Enfin, u voelt het al, Eucalypta gaat zich natuurlijk niet aan haar belofte houden. Als kind - of het je nu voorgelezen werd of wanneer je het nu zelf las - voelde je natuurlijk al lang aan dat Salomo helemaal gelijk had. Je schrok van zijn harde maar ware uitspraken en oplossingen, over dat een heks nooit zielig is en dat Paulus er beter aan had gedaan schildpadsoep te maken om het probleem op te lossen.
Paulus kan maar niet duidelijk maken dat het hem moreel onmogelijk was Eucalypta niet terug te toveren. Immers, ze piepte zo zielig. Hij weet dat dat een zwak argument is. Wat gebeurt tussen de twee, is klassiek. Paulus let op alles wat Salomo in zijn boosheid zegt of doet en tracht de aandacht steeds van het hoofdprobleem af te leiden. Salomo probeert er aanvankelijk geen aandacht aan te besteden maar wordt wel steeds nijdiger. Als Paulus hem op woorden gaat vangen (“Nu loopt Eucalypta ook vrij rond en ik ben géén schilpad. Dus waar mopper je eigenlijk zo over?”) beseft Salomo dat de strijd tussen ratio en gevoelsargumenten verloren is (“Met boskabouters valt niet te praten”). En als Salomo nog wat namoppert, doet Paulus er nog een schepje bovenop door te vermelden dat Eucalypta hem nooit meer kwaad zal doen en dat ze er blij en gelukkig uit ziet.

Wie dit soort scènes in een kinderboek kan en durft schrijven, is een schrijver van heel groot formaat. En hoewel de figuren doen denken aan sprookjes en fabels en ten dele archetypisch zijn, tonen zij karakter en worden de conversaties realistisch.

= BRONMATERIAAL =
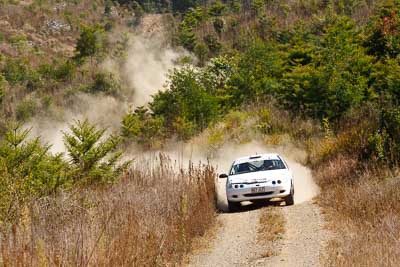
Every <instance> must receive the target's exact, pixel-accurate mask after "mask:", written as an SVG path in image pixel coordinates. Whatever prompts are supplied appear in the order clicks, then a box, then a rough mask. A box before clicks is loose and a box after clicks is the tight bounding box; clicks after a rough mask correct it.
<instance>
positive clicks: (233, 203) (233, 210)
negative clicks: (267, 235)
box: [228, 201, 242, 212]
mask: <svg viewBox="0 0 400 267" xmlns="http://www.w3.org/2000/svg"><path fill="white" fill-rule="evenodd" d="M241 206H242V204H240V202H232V201H228V209H229V212H236V211H239V210H240V207H241Z"/></svg>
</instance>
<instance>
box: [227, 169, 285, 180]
mask: <svg viewBox="0 0 400 267" xmlns="http://www.w3.org/2000/svg"><path fill="white" fill-rule="evenodd" d="M291 176H292V174H291V172H290V171H289V170H287V169H284V170H269V171H258V172H249V173H243V174H236V175H230V176H229V180H230V181H231V182H232V183H263V182H268V181H270V180H273V179H284V178H288V177H291Z"/></svg>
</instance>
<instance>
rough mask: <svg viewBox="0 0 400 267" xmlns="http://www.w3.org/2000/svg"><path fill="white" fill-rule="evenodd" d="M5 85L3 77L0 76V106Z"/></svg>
mask: <svg viewBox="0 0 400 267" xmlns="http://www.w3.org/2000/svg"><path fill="white" fill-rule="evenodd" d="M5 83H6V81H5V78H4V77H3V75H1V74H0V104H1V103H2V102H3V99H4V97H5V95H6V92H5V87H6V86H5Z"/></svg>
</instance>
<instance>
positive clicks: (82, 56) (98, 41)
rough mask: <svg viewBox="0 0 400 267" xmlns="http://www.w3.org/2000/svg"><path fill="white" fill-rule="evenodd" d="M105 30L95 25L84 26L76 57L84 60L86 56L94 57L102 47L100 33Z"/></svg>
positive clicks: (82, 29) (78, 44) (76, 54)
mask: <svg viewBox="0 0 400 267" xmlns="http://www.w3.org/2000/svg"><path fill="white" fill-rule="evenodd" d="M102 33H103V30H102V29H101V28H100V27H99V26H97V25H95V26H83V27H82V30H81V33H80V36H79V39H78V41H77V44H76V55H75V58H76V59H78V60H82V59H84V58H86V57H93V56H94V55H96V53H98V52H99V51H100V49H101V42H100V35H101V34H102Z"/></svg>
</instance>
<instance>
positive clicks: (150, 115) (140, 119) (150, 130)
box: [121, 107, 165, 148]
mask: <svg viewBox="0 0 400 267" xmlns="http://www.w3.org/2000/svg"><path fill="white" fill-rule="evenodd" d="M121 135H122V136H123V137H125V138H126V139H127V140H133V141H135V142H137V143H139V144H142V145H146V146H148V147H150V148H153V147H156V146H158V145H159V144H160V143H161V141H162V140H163V139H164V137H165V128H164V118H163V117H162V116H152V115H151V114H150V113H149V112H148V110H147V109H146V108H144V107H138V108H136V109H135V111H134V112H132V111H130V112H128V113H127V114H126V115H125V116H124V117H123V118H122V126H121Z"/></svg>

= OPDRACHT =
Schrijf het volgende stuk van de beschouwing over Paulus, Salomo en Eucalypta, te beginnen na de laatste zin.

= ANTWOORD =
En dan is er nog iets waar Jean Dulieu in uitmuntte: het beschrijven van een stilte in de conversatie. Dat soort stiltes zijn bij Jean Dulieu meestal helemaal niet stil. Wipper het konijn krabt zich achter zijn oor, bibbert met zijn neus en doet zo nog één en ander om de rust op te vullen. Salomo rammelt met zijn snavel en doet zijn ogen dicht en langzaam weer open. Al deze activiteiten en gebaren karakteriseren zowel Wipper als Salomo. Maar daarnaast zijn het gebaren die verwant zijn aan meer menselijke gebaren, zoals het pulken aan de nagels, krabben aan het gezicht of het knarsen met de tanden. Allemaal zaken die spanning geven aan een stilzwijgen en aan het beeldend maken van een scène.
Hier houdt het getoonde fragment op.